- [Exercise task]: Determine how many lines in the records below contain the string "gray", matching case exactly. Reply with that number alone.

- [Data for processing]:
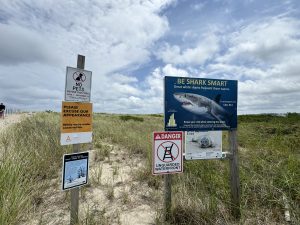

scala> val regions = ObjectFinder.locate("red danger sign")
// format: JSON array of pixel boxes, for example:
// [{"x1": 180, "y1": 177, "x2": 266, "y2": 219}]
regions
[{"x1": 152, "y1": 131, "x2": 183, "y2": 175}]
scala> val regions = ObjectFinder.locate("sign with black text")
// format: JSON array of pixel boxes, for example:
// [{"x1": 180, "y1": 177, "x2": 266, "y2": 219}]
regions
[
  {"x1": 65, "y1": 67, "x2": 92, "y2": 102},
  {"x1": 62, "y1": 152, "x2": 89, "y2": 190},
  {"x1": 152, "y1": 132, "x2": 183, "y2": 175}
]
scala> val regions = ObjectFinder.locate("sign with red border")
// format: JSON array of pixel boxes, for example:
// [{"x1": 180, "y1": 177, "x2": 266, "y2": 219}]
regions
[{"x1": 152, "y1": 131, "x2": 183, "y2": 175}]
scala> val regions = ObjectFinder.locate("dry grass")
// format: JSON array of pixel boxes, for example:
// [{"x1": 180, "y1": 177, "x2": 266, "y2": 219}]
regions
[{"x1": 0, "y1": 113, "x2": 300, "y2": 225}]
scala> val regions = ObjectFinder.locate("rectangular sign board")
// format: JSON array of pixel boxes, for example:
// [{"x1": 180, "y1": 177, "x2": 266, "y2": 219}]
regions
[
  {"x1": 65, "y1": 67, "x2": 92, "y2": 102},
  {"x1": 62, "y1": 152, "x2": 89, "y2": 190},
  {"x1": 165, "y1": 76, "x2": 237, "y2": 131},
  {"x1": 185, "y1": 131, "x2": 222, "y2": 160},
  {"x1": 152, "y1": 132, "x2": 183, "y2": 175},
  {"x1": 60, "y1": 102, "x2": 93, "y2": 145}
]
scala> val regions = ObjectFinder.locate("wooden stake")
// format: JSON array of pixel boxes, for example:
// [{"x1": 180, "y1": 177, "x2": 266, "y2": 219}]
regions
[
  {"x1": 228, "y1": 130, "x2": 241, "y2": 219},
  {"x1": 70, "y1": 55, "x2": 85, "y2": 225},
  {"x1": 164, "y1": 174, "x2": 172, "y2": 221}
]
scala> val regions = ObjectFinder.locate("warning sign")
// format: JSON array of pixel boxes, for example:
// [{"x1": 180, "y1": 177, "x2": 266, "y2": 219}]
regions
[
  {"x1": 65, "y1": 67, "x2": 92, "y2": 102},
  {"x1": 60, "y1": 102, "x2": 93, "y2": 145},
  {"x1": 152, "y1": 131, "x2": 183, "y2": 175}
]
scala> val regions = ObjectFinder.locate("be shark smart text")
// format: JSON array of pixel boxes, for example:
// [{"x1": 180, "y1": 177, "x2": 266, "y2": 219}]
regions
[{"x1": 177, "y1": 78, "x2": 227, "y2": 87}]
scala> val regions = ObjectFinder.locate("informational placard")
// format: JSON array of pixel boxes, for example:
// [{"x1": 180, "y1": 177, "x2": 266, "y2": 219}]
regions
[
  {"x1": 185, "y1": 131, "x2": 222, "y2": 160},
  {"x1": 152, "y1": 132, "x2": 183, "y2": 175},
  {"x1": 165, "y1": 76, "x2": 237, "y2": 131},
  {"x1": 60, "y1": 102, "x2": 93, "y2": 145},
  {"x1": 65, "y1": 67, "x2": 92, "y2": 102},
  {"x1": 62, "y1": 152, "x2": 89, "y2": 190}
]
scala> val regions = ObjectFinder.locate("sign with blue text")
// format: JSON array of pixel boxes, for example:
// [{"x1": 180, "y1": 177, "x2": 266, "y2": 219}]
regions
[
  {"x1": 62, "y1": 152, "x2": 89, "y2": 190},
  {"x1": 164, "y1": 76, "x2": 237, "y2": 131}
]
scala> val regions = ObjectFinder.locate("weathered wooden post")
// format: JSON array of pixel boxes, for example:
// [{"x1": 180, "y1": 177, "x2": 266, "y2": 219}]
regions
[
  {"x1": 228, "y1": 129, "x2": 241, "y2": 219},
  {"x1": 70, "y1": 55, "x2": 85, "y2": 225},
  {"x1": 164, "y1": 174, "x2": 172, "y2": 221}
]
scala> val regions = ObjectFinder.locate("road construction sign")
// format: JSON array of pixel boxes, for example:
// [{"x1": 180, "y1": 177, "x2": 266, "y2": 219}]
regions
[
  {"x1": 152, "y1": 131, "x2": 183, "y2": 175},
  {"x1": 65, "y1": 67, "x2": 92, "y2": 102},
  {"x1": 60, "y1": 102, "x2": 93, "y2": 145}
]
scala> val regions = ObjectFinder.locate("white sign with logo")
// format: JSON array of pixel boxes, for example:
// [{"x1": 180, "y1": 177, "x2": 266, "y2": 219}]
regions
[
  {"x1": 65, "y1": 67, "x2": 92, "y2": 102},
  {"x1": 152, "y1": 131, "x2": 183, "y2": 175},
  {"x1": 185, "y1": 131, "x2": 222, "y2": 160}
]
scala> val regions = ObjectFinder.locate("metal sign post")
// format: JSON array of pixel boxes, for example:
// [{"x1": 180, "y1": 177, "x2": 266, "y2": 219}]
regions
[
  {"x1": 70, "y1": 55, "x2": 85, "y2": 225},
  {"x1": 228, "y1": 129, "x2": 241, "y2": 219}
]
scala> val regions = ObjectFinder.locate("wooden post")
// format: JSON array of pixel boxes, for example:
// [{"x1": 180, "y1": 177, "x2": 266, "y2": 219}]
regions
[
  {"x1": 228, "y1": 129, "x2": 241, "y2": 219},
  {"x1": 70, "y1": 55, "x2": 85, "y2": 225},
  {"x1": 164, "y1": 174, "x2": 172, "y2": 221}
]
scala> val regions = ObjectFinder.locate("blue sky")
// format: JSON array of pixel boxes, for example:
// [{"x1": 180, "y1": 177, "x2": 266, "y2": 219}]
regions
[{"x1": 0, "y1": 0, "x2": 300, "y2": 114}]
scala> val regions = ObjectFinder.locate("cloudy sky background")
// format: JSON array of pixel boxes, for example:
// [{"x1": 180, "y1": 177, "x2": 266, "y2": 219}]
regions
[{"x1": 0, "y1": 0, "x2": 300, "y2": 114}]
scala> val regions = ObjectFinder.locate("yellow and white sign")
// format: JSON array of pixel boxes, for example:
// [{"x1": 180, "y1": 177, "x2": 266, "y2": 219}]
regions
[{"x1": 60, "y1": 102, "x2": 93, "y2": 145}]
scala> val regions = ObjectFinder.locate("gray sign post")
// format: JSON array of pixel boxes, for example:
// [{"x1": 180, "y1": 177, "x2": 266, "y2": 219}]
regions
[{"x1": 70, "y1": 55, "x2": 85, "y2": 225}]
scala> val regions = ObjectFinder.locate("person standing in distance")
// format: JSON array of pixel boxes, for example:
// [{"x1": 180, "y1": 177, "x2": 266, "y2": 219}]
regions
[{"x1": 0, "y1": 103, "x2": 5, "y2": 119}]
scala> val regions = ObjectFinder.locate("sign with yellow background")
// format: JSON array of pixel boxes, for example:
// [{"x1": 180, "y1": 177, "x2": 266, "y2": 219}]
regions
[{"x1": 61, "y1": 102, "x2": 93, "y2": 133}]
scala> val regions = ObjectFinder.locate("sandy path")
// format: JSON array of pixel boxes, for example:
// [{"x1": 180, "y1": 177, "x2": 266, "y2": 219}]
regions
[
  {"x1": 22, "y1": 143, "x2": 161, "y2": 225},
  {"x1": 0, "y1": 114, "x2": 26, "y2": 132}
]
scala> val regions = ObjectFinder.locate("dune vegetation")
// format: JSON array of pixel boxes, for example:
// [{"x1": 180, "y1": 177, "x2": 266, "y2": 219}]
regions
[{"x1": 0, "y1": 112, "x2": 300, "y2": 225}]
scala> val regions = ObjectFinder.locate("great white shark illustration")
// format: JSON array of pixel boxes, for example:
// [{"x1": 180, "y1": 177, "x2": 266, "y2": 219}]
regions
[{"x1": 173, "y1": 93, "x2": 231, "y2": 124}]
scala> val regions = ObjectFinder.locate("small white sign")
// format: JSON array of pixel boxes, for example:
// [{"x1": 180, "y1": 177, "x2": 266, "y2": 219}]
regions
[
  {"x1": 185, "y1": 131, "x2": 222, "y2": 160},
  {"x1": 152, "y1": 131, "x2": 183, "y2": 175},
  {"x1": 62, "y1": 152, "x2": 89, "y2": 190},
  {"x1": 65, "y1": 67, "x2": 92, "y2": 102},
  {"x1": 60, "y1": 132, "x2": 93, "y2": 145}
]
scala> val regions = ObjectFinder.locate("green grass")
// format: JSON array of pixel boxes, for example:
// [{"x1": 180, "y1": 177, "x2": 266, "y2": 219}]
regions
[
  {"x1": 0, "y1": 113, "x2": 63, "y2": 225},
  {"x1": 0, "y1": 113, "x2": 300, "y2": 225}
]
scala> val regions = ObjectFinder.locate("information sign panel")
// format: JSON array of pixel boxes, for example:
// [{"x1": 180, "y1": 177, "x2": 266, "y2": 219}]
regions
[
  {"x1": 152, "y1": 132, "x2": 183, "y2": 175},
  {"x1": 60, "y1": 102, "x2": 93, "y2": 145},
  {"x1": 185, "y1": 131, "x2": 222, "y2": 160},
  {"x1": 65, "y1": 67, "x2": 92, "y2": 102},
  {"x1": 62, "y1": 152, "x2": 89, "y2": 190},
  {"x1": 165, "y1": 77, "x2": 237, "y2": 131}
]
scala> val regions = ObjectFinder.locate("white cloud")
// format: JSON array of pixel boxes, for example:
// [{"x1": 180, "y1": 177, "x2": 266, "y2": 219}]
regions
[
  {"x1": 0, "y1": 23, "x2": 58, "y2": 65},
  {"x1": 0, "y1": 0, "x2": 172, "y2": 112},
  {"x1": 156, "y1": 34, "x2": 219, "y2": 65},
  {"x1": 207, "y1": 17, "x2": 300, "y2": 113},
  {"x1": 217, "y1": 17, "x2": 300, "y2": 63}
]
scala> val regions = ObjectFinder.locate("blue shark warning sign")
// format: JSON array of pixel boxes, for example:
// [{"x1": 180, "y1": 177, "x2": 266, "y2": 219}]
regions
[
  {"x1": 164, "y1": 76, "x2": 237, "y2": 131},
  {"x1": 152, "y1": 132, "x2": 183, "y2": 175}
]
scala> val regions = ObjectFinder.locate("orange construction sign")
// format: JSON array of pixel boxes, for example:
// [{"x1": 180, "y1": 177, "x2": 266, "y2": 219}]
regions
[{"x1": 60, "y1": 102, "x2": 93, "y2": 133}]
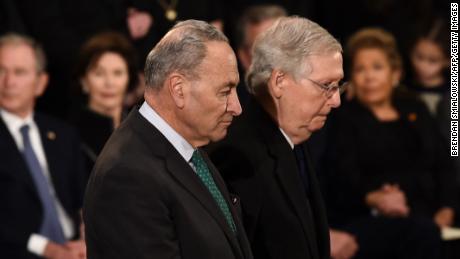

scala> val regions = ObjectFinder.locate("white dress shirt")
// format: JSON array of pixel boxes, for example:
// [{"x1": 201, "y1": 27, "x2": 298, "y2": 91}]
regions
[
  {"x1": 139, "y1": 102, "x2": 195, "y2": 170},
  {"x1": 279, "y1": 128, "x2": 294, "y2": 150},
  {"x1": 0, "y1": 109, "x2": 75, "y2": 256}
]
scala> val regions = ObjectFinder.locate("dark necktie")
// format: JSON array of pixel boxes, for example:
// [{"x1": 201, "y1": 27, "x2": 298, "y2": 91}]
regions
[
  {"x1": 294, "y1": 145, "x2": 309, "y2": 194},
  {"x1": 191, "y1": 150, "x2": 236, "y2": 233},
  {"x1": 20, "y1": 125, "x2": 66, "y2": 244}
]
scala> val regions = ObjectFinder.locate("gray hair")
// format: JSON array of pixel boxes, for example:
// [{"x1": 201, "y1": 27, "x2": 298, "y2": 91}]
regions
[
  {"x1": 0, "y1": 33, "x2": 46, "y2": 73},
  {"x1": 236, "y1": 4, "x2": 287, "y2": 48},
  {"x1": 246, "y1": 16, "x2": 342, "y2": 95},
  {"x1": 144, "y1": 20, "x2": 228, "y2": 90}
]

- [Answer to the task]: 2